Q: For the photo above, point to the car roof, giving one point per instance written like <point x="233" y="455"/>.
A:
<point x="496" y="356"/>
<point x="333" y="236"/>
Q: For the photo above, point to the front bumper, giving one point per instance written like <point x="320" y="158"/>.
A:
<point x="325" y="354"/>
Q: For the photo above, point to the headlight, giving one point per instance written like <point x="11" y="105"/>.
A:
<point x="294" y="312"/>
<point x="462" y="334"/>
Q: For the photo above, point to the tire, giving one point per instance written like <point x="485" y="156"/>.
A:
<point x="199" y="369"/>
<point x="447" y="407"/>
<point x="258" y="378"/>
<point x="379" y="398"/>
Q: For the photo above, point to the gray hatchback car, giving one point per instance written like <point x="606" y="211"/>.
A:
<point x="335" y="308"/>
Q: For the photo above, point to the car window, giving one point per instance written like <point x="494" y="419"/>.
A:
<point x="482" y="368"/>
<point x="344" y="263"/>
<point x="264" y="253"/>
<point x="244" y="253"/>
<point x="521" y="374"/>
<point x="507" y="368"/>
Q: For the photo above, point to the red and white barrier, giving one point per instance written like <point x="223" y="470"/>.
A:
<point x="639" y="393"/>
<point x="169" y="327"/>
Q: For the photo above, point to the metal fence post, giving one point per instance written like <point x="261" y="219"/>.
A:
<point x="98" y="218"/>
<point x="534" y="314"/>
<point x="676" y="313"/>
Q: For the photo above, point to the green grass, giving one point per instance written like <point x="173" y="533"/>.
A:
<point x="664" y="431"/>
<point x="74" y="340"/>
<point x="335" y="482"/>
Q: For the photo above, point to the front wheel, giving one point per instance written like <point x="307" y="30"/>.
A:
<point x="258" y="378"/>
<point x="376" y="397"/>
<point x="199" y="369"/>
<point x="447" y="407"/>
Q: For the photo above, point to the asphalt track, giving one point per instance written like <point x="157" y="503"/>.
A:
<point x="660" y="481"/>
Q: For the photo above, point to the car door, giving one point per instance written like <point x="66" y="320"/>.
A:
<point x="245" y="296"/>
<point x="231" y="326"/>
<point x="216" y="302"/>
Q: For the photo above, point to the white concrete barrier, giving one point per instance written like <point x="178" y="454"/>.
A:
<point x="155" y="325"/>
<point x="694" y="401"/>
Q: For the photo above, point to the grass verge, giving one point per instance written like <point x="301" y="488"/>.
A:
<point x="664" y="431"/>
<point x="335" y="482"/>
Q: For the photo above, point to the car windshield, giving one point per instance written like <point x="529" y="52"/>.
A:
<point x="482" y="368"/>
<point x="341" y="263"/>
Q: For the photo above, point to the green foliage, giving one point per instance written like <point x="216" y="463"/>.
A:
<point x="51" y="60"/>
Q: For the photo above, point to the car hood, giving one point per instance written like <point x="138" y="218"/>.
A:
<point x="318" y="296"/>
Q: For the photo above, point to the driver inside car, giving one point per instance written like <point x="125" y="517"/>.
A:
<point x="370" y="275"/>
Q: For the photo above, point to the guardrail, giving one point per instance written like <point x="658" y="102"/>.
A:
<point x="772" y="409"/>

======

▶ _AIM OF THE TASK_
Please give an exact copy of every entry.

▶ _EXERCISE ANSWER_
Q: For the photo above, point to the car roof, giving one point per instance written like <point x="233" y="455"/>.
A:
<point x="496" y="356"/>
<point x="333" y="236"/>
Q: For the photo above, point to the front bumper, giving one point per instance written like <point x="320" y="158"/>.
A:
<point x="325" y="354"/>
Q: For the photo above, point to the headlight, giving one point per instance written like <point x="11" y="105"/>.
A:
<point x="294" y="312"/>
<point x="462" y="334"/>
Q: For the photo above, point to the tire, giving one point per instance written like <point x="485" y="156"/>.
A:
<point x="199" y="369"/>
<point x="447" y="407"/>
<point x="258" y="378"/>
<point x="379" y="398"/>
Q: For the photo above, point to the gray hatchback car, giving one point per instance written like <point x="606" y="211"/>.
A:
<point x="335" y="308"/>
Q: For the photo above, point to the car window, giving one point per instance written like <point x="494" y="419"/>.
A:
<point x="482" y="368"/>
<point x="344" y="263"/>
<point x="264" y="253"/>
<point x="244" y="253"/>
<point x="521" y="374"/>
<point x="507" y="368"/>
Q: For the photo above, point to the red and white barrier, giving one point per instance written like <point x="223" y="470"/>.
A:
<point x="639" y="393"/>
<point x="169" y="327"/>
Q: For the photo above, point to the metal fence post, giving one point per instance written like <point x="261" y="219"/>.
A:
<point x="98" y="218"/>
<point x="534" y="314"/>
<point x="676" y="313"/>
Q: For the photo above, point to the green grass, giving one point per instance written like <point x="173" y="533"/>.
A:
<point x="664" y="431"/>
<point x="74" y="340"/>
<point x="335" y="482"/>
Q: For the photo above, point to the front wheel, giving one point per instance written like <point x="307" y="30"/>.
A:
<point x="258" y="378"/>
<point x="376" y="397"/>
<point x="199" y="369"/>
<point x="447" y="407"/>
Q: For the photo above, point to the asphalt track, giving one point per instance written like <point x="157" y="503"/>.
A:
<point x="660" y="481"/>
Q: For the photo above, point to the car door, giving one point per instance written like <point x="66" y="320"/>.
A:
<point x="245" y="296"/>
<point x="231" y="326"/>
<point x="216" y="302"/>
Q: For the photo above, point to the white concrete barrier, giving one point per instance written like <point x="178" y="454"/>.
A:
<point x="155" y="325"/>
<point x="694" y="401"/>
Q: For the photo above, point to the grass verge, giving one point per instance written like <point x="301" y="488"/>.
A:
<point x="664" y="431"/>
<point x="335" y="482"/>
Q: For the photo above, point to the car windshield, giving one point per instance written like <point x="529" y="52"/>.
A:
<point x="482" y="368"/>
<point x="341" y="263"/>
Q: For the photo above, point to the green foliage, giving one point per instance written like <point x="216" y="463"/>.
A:
<point x="51" y="60"/>
Q: For the photo above, point to the car hood, giving one point per instance written like <point x="138" y="218"/>.
A:
<point x="318" y="296"/>
Q: For the photo above, point to the driver inside car, giving one point per instance written like <point x="125" y="517"/>.
A:
<point x="370" y="275"/>
Q: For the photo above, point to the guardrail, giving one point per instance written like <point x="658" y="102"/>.
A:
<point x="772" y="409"/>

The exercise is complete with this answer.